PASSAGE:
A Child’s Right

Click to visit the Siren Stories website and read more work by J.J. Barnes and check out her latest novels.

Click to visit the Siren Stories website and read more work by J.J. Barnes and check out her latest novels.

A recent debate has raised the question over whether breastfeeding is the right of a child, and if it is whether breastfeeding should be law.

I breastfed or ten months and I truly believe that breast is best. Breast milk improves immune systems, has all the correct nutrients and vitamins with no downsides. Breast feeding is good for both mother and child. All in all, boobs rock. However…

Breastfeeding is not essential. Children thrive on formula. Yes it’s not perfect, and yes if it’s made wrongly and given incorrectly it can be dangerous, but assuming it’s all done properly bottle fed babies are fine! Not just fine, brilliant. Why outlaw a safe and healthy way of feeding children?

WORK ORDER A:
In the piece on breastfeeding as a child's right, what question has a recent debate raised?
WORK ORDER B:
Carry on the piece about breastfeeding as a child's right, starting after its final sentence.

INFORMATION GIVEN:
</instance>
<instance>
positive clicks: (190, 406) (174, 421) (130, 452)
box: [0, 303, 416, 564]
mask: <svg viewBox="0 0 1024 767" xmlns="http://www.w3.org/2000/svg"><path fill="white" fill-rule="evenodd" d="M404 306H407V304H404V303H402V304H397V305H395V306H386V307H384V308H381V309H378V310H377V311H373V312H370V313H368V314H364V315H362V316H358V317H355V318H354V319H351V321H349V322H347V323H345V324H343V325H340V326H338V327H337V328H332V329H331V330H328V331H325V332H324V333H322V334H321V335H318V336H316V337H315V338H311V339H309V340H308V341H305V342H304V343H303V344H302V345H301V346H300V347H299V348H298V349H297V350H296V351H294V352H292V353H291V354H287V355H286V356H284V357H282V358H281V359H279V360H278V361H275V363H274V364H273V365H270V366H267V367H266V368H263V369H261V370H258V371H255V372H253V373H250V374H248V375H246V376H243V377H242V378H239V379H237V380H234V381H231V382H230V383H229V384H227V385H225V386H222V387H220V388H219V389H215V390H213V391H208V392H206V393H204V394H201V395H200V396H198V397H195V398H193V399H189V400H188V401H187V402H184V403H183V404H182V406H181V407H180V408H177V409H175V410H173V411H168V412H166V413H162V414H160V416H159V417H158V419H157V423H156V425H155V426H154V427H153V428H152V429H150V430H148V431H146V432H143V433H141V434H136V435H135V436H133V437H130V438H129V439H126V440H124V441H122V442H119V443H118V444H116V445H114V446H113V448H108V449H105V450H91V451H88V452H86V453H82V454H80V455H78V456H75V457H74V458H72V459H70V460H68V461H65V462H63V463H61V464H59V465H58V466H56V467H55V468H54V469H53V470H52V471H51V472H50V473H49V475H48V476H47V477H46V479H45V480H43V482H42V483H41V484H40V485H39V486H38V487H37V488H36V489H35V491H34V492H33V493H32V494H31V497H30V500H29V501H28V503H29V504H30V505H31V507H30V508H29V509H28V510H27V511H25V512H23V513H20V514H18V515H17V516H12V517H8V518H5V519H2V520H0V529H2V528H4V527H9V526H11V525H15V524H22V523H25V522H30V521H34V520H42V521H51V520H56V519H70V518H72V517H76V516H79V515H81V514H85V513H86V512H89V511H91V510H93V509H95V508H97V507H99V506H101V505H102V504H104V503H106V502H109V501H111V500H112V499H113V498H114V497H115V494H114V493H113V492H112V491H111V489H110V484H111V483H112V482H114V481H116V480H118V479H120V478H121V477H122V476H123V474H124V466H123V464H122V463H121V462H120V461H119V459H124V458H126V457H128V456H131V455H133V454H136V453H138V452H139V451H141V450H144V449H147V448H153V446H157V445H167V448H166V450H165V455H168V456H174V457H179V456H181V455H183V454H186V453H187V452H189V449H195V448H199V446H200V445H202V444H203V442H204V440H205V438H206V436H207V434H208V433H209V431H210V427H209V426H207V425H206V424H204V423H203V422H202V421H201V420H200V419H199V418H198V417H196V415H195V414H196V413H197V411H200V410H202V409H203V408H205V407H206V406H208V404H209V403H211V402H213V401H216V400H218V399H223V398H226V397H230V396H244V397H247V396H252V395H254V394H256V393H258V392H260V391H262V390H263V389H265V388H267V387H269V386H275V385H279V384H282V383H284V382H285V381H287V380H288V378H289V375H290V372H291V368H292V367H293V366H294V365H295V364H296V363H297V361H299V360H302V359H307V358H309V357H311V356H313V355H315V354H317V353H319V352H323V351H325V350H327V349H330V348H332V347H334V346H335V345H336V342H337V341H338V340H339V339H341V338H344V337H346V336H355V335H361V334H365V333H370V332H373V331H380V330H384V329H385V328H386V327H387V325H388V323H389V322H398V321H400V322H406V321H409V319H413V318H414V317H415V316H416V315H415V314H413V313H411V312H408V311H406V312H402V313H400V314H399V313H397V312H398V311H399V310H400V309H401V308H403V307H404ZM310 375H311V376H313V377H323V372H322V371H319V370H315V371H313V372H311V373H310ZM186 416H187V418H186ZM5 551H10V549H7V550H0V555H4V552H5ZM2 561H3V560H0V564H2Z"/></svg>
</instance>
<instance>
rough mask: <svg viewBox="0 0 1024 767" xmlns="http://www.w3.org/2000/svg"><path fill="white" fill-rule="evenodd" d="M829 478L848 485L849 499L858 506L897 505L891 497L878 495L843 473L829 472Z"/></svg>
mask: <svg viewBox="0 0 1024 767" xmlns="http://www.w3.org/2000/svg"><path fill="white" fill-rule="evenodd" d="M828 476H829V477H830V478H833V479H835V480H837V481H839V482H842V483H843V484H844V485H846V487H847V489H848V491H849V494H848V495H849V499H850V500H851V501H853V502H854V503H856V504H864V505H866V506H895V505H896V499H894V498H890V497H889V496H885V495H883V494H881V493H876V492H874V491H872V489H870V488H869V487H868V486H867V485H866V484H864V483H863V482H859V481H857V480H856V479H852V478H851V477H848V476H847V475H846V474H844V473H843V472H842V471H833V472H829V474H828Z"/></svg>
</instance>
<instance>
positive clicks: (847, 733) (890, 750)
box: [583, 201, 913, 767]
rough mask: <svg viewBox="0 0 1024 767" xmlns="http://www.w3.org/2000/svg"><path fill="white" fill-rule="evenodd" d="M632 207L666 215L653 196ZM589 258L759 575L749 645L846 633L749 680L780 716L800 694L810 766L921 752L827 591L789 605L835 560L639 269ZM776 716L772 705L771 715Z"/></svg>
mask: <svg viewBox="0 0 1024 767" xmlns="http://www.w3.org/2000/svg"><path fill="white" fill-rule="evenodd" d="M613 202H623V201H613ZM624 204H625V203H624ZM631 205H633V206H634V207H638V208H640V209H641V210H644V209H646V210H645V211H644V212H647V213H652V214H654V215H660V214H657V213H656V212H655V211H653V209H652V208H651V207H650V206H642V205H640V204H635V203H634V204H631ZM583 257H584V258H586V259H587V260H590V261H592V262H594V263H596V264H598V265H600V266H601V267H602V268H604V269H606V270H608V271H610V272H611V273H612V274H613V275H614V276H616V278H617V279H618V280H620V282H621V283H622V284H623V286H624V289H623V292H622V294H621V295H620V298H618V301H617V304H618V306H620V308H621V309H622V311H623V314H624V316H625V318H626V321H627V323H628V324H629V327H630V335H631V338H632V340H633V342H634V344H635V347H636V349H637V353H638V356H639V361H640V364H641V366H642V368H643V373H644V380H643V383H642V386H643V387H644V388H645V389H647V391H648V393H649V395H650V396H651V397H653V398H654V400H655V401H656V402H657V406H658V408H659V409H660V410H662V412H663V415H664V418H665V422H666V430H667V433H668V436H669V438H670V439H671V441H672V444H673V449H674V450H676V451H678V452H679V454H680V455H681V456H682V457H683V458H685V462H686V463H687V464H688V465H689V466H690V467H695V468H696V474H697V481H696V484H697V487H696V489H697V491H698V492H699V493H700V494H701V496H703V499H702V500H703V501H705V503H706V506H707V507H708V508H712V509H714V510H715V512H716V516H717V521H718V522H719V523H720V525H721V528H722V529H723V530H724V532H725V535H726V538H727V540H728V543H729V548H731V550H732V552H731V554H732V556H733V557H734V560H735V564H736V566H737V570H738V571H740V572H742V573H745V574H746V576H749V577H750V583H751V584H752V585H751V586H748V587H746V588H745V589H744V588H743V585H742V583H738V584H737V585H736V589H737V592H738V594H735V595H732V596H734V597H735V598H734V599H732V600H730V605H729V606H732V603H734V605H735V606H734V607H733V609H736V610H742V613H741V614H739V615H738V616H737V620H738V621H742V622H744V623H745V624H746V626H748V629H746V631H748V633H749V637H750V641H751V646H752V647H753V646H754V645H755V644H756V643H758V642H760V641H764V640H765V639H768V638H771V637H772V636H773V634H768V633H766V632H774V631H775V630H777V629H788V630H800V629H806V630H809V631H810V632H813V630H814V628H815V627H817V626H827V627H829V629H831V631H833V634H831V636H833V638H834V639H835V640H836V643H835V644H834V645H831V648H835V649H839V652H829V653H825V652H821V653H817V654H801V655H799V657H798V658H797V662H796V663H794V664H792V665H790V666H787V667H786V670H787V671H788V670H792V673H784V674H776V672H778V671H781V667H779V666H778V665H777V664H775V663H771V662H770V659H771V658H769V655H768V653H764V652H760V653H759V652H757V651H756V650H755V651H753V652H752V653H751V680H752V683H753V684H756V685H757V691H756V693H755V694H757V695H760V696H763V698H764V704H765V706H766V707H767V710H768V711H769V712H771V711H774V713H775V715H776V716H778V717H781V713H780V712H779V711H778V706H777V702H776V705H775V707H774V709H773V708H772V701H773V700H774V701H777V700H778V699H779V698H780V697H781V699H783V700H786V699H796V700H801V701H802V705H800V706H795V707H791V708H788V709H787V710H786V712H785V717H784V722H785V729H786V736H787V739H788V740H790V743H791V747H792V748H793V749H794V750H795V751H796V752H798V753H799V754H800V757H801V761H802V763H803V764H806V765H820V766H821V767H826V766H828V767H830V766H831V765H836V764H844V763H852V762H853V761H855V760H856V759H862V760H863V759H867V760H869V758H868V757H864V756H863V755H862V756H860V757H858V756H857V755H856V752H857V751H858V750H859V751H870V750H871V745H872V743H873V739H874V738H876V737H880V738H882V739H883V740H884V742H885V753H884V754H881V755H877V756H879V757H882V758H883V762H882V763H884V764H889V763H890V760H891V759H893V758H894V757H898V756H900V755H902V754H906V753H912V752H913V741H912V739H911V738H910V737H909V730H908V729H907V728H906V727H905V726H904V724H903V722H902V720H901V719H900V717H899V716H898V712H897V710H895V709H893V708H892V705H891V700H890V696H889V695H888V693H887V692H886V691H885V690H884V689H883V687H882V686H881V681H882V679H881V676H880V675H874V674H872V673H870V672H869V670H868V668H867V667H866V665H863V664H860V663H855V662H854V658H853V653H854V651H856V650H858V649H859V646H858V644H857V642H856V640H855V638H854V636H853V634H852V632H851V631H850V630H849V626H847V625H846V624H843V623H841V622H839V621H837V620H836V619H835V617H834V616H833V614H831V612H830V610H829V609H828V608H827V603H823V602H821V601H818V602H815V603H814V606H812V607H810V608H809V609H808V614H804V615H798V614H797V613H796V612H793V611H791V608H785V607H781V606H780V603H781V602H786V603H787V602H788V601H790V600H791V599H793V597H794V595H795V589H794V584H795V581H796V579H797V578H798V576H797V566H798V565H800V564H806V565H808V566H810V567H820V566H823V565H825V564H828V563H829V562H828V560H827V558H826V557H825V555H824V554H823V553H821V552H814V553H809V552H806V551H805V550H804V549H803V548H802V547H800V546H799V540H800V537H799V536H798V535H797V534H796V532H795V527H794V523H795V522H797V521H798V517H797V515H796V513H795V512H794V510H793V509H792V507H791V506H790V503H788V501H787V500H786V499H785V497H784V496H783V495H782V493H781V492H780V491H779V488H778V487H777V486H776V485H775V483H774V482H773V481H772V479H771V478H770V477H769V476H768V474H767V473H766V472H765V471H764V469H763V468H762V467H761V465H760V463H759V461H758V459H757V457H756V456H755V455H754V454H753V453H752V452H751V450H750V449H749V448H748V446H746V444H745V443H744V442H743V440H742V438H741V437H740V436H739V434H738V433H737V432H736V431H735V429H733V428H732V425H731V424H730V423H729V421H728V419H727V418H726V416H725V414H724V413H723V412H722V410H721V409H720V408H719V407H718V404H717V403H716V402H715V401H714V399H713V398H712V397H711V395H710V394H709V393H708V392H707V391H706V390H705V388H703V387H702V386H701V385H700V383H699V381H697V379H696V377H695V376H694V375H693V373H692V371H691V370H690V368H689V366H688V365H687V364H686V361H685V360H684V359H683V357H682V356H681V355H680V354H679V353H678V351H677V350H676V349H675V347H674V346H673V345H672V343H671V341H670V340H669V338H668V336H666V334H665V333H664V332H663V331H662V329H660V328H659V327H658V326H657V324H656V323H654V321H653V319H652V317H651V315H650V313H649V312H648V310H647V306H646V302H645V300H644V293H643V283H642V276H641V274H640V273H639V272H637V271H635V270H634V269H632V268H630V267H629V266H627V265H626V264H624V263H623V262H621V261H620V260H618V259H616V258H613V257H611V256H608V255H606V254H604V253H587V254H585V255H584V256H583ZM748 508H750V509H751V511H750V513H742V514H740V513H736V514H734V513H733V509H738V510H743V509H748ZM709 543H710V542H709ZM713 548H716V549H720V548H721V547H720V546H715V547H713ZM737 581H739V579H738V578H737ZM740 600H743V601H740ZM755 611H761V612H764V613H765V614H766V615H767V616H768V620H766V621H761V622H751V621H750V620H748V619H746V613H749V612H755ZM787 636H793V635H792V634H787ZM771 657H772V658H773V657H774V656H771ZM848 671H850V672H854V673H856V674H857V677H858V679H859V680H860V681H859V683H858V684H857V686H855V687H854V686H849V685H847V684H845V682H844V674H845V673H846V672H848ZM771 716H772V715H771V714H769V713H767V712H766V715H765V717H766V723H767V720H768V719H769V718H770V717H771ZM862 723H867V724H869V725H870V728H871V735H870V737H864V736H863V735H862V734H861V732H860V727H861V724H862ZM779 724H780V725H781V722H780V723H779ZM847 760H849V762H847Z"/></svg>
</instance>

RESPONSE A:
Whether breastfeeding is the right of a child and, if so, whether it should be law.

RESPONSE B:
Not everyone can breastfeed. I was fortunate that I could, and despite being fairly relaxed about the whole concept, I found that I was super grateful to be able to. I would have been gutted if I couldn’t and that was going in without thinking I was that bothered. I have seen the utter heartache mothers who can’t feed go through. The guilt and the shame and the utter misery. I’ve heard confession from bottle feeders admitting with pained eyes they managed only for days or weeks or not at all. Don’t add criminality to these women’s lives.

Women have a right to choose. Forcing a woman to do things with her body that she does not want to do is not acceptable. Yes it may be better in a lot of ways but if breastfeeding makes a woman recoil in horror then you can be damn sure that forcing her to will destroy the mother/baby bond, build up feelings of resentment, and lead to an increase in cases of post natal depression. Feeding your baby should be a happy, relaxed and comfortable experience. Don’t destroy that.

Some children are adopted. My husband and I hope to adopt a child in the next few years. I will not be able to breastfeed. I believe that my future child has a greater right to a safe, loving family than it does to breastfeeding. Are we suggesting that unfit or unwilling mothers are forced to care for their child for the duration of the mandatory breastfeeding period? Or perhaps we are bringing back wet nurses who care for infant after infant before they’re settled with their adoptive family? So build up the bond of a mother through breastfeeding then rip them away. Just no.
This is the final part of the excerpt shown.